:: Given information

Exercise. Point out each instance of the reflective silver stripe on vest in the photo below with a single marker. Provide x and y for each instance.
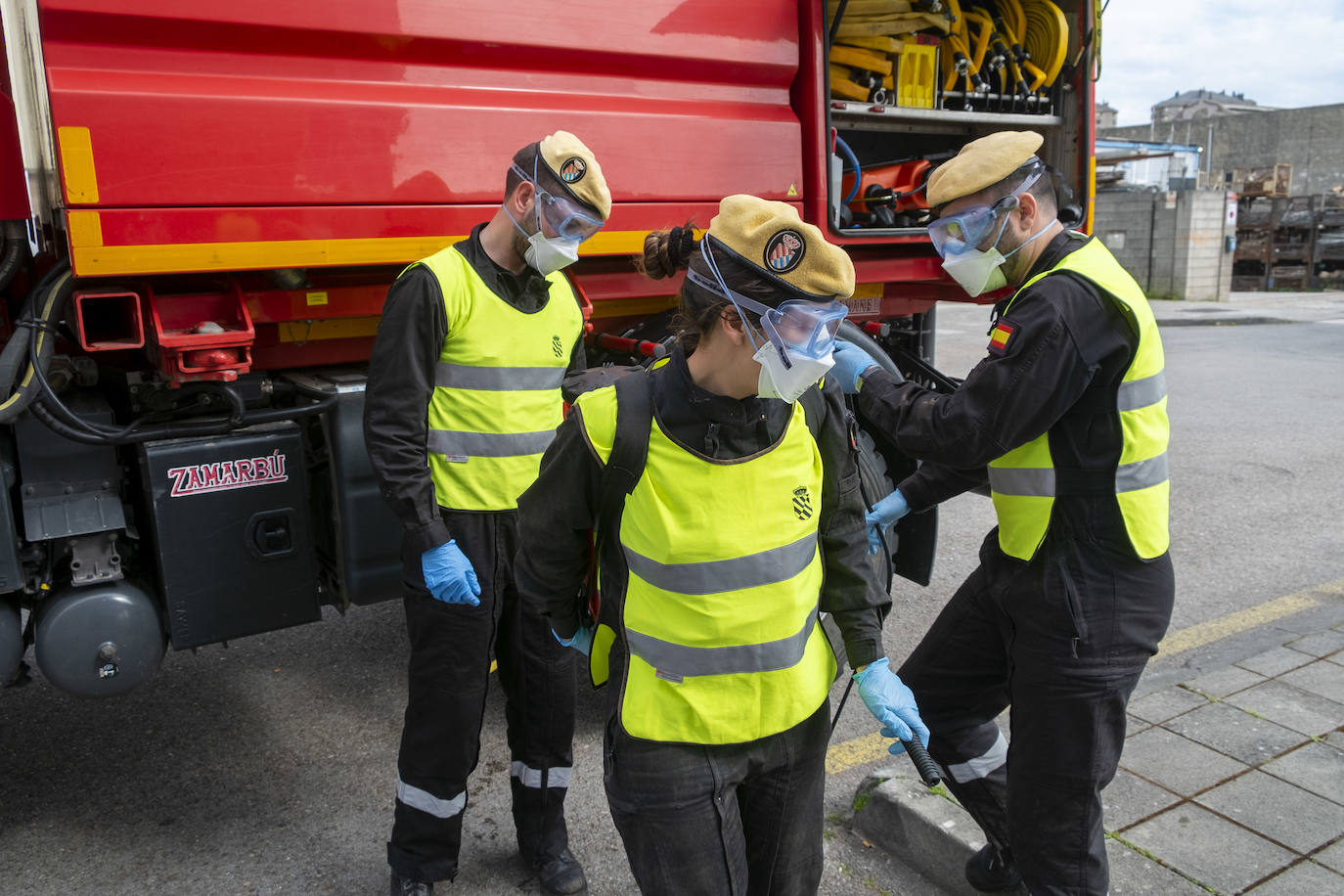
(714, 576)
(981, 766)
(456, 443)
(1138, 394)
(679, 659)
(1140, 474)
(530, 777)
(1028, 481)
(427, 802)
(499, 379)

::::

Directions: Present the lines above as a Markdown table with the columns "Row" and "Line", numbering each row and leaving out blank lines and the picture.

Solution to this exercise:
| Row | Line |
|---|---|
| 1 | Exercise. Point out each instance of the reflective silver stripe on vest in the photo below with a single marker. Provide x and y for each instance. |
| 2 | (714, 576) |
| 3 | (981, 766) |
| 4 | (456, 443) |
| 5 | (1138, 394) |
| 6 | (679, 659) |
| 7 | (1140, 474) |
| 8 | (530, 777) |
| 9 | (1028, 481) |
| 10 | (427, 802) |
| 11 | (499, 379) |